### DATASET ROWS

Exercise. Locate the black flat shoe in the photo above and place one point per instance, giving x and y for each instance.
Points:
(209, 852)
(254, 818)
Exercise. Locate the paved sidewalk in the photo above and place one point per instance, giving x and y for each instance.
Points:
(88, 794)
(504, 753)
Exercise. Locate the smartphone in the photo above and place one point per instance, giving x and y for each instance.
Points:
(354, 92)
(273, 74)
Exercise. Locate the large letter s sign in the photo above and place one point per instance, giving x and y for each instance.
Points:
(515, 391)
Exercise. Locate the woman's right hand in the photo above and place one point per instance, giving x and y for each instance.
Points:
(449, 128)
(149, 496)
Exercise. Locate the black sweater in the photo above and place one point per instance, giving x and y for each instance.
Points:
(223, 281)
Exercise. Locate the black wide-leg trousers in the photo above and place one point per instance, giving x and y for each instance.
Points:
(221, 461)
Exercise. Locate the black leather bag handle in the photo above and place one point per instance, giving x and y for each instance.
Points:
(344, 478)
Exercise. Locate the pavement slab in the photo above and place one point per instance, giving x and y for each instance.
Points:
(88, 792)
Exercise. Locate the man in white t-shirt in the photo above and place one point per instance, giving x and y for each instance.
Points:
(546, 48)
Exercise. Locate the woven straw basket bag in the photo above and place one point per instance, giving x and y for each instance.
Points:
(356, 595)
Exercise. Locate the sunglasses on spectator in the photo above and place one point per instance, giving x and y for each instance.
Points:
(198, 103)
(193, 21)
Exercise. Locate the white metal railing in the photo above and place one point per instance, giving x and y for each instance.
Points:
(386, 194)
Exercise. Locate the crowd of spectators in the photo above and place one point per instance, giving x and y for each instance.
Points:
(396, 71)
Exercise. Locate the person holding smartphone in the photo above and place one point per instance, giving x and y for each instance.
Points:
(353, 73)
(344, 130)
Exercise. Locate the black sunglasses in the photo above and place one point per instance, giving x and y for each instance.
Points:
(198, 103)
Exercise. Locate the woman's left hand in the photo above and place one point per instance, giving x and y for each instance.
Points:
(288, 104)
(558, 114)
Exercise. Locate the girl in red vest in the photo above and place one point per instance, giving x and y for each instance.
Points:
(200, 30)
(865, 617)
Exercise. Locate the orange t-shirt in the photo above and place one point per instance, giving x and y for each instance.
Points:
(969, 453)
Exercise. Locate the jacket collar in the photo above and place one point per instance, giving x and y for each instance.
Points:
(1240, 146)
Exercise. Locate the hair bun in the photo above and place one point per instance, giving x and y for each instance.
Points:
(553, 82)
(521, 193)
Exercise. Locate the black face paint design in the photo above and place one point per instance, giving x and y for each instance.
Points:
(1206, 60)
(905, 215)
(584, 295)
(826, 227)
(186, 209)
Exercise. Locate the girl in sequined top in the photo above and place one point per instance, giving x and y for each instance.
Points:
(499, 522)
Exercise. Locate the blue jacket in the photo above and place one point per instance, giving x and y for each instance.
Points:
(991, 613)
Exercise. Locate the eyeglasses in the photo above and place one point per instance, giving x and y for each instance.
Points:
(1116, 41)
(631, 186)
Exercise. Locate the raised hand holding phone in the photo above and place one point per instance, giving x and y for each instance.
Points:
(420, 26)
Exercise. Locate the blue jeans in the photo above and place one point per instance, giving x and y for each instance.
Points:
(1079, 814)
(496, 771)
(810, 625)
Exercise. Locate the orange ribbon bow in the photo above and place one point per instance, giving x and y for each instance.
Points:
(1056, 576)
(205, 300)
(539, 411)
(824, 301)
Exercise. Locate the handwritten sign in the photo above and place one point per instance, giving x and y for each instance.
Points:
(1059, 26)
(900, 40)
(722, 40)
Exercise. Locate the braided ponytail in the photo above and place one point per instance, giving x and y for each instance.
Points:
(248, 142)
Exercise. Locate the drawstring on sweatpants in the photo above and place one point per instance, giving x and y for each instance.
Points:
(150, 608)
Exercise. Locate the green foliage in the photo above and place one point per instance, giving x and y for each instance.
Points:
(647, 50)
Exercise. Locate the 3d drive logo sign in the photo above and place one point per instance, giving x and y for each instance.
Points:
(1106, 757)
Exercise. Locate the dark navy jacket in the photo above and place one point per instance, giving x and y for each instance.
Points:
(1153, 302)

### TASK INSTRUCTIONS
Print the whole listing again, exactly.

### FINISHED ANSWER
Exercise. Locate the black flat shoe in the photo above and place one point per instance, giving x and y for each instance.
Points:
(209, 852)
(254, 818)
Exercise. Locate the paved sidewalk in the photo above and place one point per instance, giving x and y for each instance.
Points:
(88, 794)
(504, 753)
Exercise. Locate the smartphone in the photo above and place one point per instance, giving x and y for each instance.
Points:
(354, 92)
(273, 74)
Exercise. Locate the large letter s sign in the photo above and place one point per instance, giving x and y for each instance.
Points:
(515, 391)
Exercise. Locate the woman's right hand in the photo above and place one point per instance, giving x and y for each instance.
Points:
(449, 128)
(149, 496)
Exercise. Locate the black sweater in the photo above and place one point per instance, giving x and y for each instance.
Points:
(223, 281)
Exercise. Locate the black wide-leg trousers in the photo above and place one point per instance, giving x and y for each instance.
Points:
(221, 461)
Exercise. Locate the black leather bag handle in the photo above and place one point per instance, giving x and y for each instance.
Points:
(344, 478)
Exercise. Locate the pavement slab in the photo above and place one point per instance, giving x and y for each instance.
Points:
(88, 792)
Exercise. Locate the man in white t-shirt in the photo above and place one point per instance, giving x and y for each instance.
Points:
(546, 48)
Exercise. Locate the woven straw basket bag in the photo above and place one point per instance, giving x and y for each instance.
Points:
(356, 595)
Exercise. Locate the sunglasses on spectator in the photo above and place one point per instance, giving x and y for each instance.
Points:
(198, 103)
(193, 21)
Exercise. Locate the white metal railing in the photo above and place one point per instance, giving x and y for each instance.
Points:
(386, 194)
Exercise. Locate the crowd of spectators in the photo above and place one point per instance, giving x and y for each instance.
Points:
(396, 71)
Exercise. Locate the person holding smartphone in the photo above and place one point per instance, giving x and y for each instance.
Points:
(353, 73)
(344, 130)
Exercise. Locate the black sunglasses in the photo above and place one point per instance, giving x and y for each instance.
Points:
(198, 103)
Exercise. Locate the woman's left hand in the photo above and place one point per instance, giving x and y for each instance.
Points:
(288, 104)
(558, 114)
Exercise. Locate the girl in red vest in the photo above and place one point per instance, giving x and y for each instance.
Points:
(200, 30)
(865, 617)
Exercise. Locate the orange t-shirt in the photo above and place one point per instance, giving x and y for each instance.
Points:
(969, 453)
Exercise. Locate the jacket collar in the photo above and place one point per instance, giving x and y for each instance.
Points:
(1240, 146)
Exercise. Locate the hair bun in the photo above and place one point per instance, giving x and y for each instance.
Points:
(553, 82)
(521, 193)
Exercise. Locate the black face paint design in the photo above and place one point per instance, giving x and y for each instance.
Points:
(1206, 60)
(905, 215)
(584, 295)
(826, 227)
(186, 209)
Exercise. Locate the girl in sequined top in the photo above and place one point per instance, giving x and y for each instance.
Points:
(499, 522)
Exercise. Locate the blue jacket in the photo above and place one point per instance, giving x and y for each instance.
Points:
(991, 613)
Exercise. Locate the eyeglasses in the photo above and place one point per instance, giving x and y for each instance.
Points:
(1116, 41)
(631, 186)
Exercise. Locate the raised hand holding phone in the photo above and place one point per instance, giving x and y for each instance.
Points:
(420, 26)
Exercise. Locate the blue jeans in the photo above and place one point per instance, giving x and y for each instance.
Points:
(1079, 814)
(496, 771)
(810, 625)
Exercise. Locate the orange ribbon bow in the photo above and place one point per instance, giving x and y for each instance.
Points:
(1056, 576)
(205, 300)
(539, 411)
(824, 301)
Exercise. Locate the handwritten sign in the photo above and place one point per instance, giving x and y for each instance.
Points:
(1059, 26)
(900, 40)
(722, 40)
Exercise. Locate the braided ponytail in the photo above and place one point per instance, giving x and y for each instance.
Points:
(248, 142)
Exercise. Locate the drawstring on sweatpants in the photo above and place one point per instance, giving x and y for each instance.
Points:
(150, 608)
Exercise. Locate the green foliage in the photo above and place one point per instance, giving x and y for each instance.
Points:
(647, 50)
Exercise. Locate the 3d drive logo sign in the photo above and place one point per instance, giving x and y for each instance.
Points:
(1106, 757)
Exercise. Locate the dark navy jacket in the photo above and place one point per instance, giving x and y for each instance.
Points:
(1153, 302)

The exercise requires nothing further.